# What is being asked
Please give the number of lines in the records below that include "gray", with no other output.

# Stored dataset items
# # # #

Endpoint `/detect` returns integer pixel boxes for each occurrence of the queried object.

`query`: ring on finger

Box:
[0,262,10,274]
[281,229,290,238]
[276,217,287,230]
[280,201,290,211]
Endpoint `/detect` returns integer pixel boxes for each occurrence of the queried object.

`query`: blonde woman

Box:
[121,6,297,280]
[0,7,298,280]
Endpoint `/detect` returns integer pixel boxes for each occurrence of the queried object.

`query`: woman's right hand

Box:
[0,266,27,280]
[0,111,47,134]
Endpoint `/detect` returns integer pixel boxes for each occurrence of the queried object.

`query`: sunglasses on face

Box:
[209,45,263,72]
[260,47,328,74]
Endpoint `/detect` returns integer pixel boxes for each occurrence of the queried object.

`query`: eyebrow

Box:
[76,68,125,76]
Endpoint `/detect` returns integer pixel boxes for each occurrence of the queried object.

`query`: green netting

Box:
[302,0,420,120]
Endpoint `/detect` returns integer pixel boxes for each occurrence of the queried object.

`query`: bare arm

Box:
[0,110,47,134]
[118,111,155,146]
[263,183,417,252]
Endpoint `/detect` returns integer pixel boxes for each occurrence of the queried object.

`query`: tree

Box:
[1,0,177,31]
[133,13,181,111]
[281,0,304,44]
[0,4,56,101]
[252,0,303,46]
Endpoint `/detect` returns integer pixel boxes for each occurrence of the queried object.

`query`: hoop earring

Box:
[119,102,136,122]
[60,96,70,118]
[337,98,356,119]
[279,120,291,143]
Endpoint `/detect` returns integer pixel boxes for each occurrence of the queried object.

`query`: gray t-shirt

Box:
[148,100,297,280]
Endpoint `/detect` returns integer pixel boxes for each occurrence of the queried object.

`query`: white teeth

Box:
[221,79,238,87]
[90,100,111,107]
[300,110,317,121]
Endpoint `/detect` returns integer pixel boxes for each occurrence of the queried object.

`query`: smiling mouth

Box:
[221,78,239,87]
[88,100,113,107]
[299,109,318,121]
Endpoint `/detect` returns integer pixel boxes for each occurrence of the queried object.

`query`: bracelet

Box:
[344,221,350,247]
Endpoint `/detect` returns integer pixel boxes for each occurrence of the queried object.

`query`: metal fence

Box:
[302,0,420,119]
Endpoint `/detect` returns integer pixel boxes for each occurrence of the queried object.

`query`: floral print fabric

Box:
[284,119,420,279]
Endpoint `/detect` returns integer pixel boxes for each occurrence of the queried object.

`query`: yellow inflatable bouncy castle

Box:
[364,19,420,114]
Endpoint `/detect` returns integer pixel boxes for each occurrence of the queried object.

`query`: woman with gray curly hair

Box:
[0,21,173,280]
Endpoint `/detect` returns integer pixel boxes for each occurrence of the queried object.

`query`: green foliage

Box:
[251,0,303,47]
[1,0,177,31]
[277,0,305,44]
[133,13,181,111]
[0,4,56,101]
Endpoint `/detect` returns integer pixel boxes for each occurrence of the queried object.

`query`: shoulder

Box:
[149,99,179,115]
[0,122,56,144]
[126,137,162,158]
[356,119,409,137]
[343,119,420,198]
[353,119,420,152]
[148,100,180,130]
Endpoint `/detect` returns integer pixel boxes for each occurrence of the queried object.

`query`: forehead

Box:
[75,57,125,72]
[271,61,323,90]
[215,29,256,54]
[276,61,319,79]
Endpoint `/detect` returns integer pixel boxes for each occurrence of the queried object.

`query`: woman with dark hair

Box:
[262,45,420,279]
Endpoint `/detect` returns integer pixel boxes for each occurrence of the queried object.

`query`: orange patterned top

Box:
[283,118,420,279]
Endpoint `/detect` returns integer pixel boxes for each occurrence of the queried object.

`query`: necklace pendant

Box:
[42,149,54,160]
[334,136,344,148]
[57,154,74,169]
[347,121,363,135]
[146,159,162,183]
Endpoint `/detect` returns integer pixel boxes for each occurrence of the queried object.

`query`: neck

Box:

# # # #

# Response
2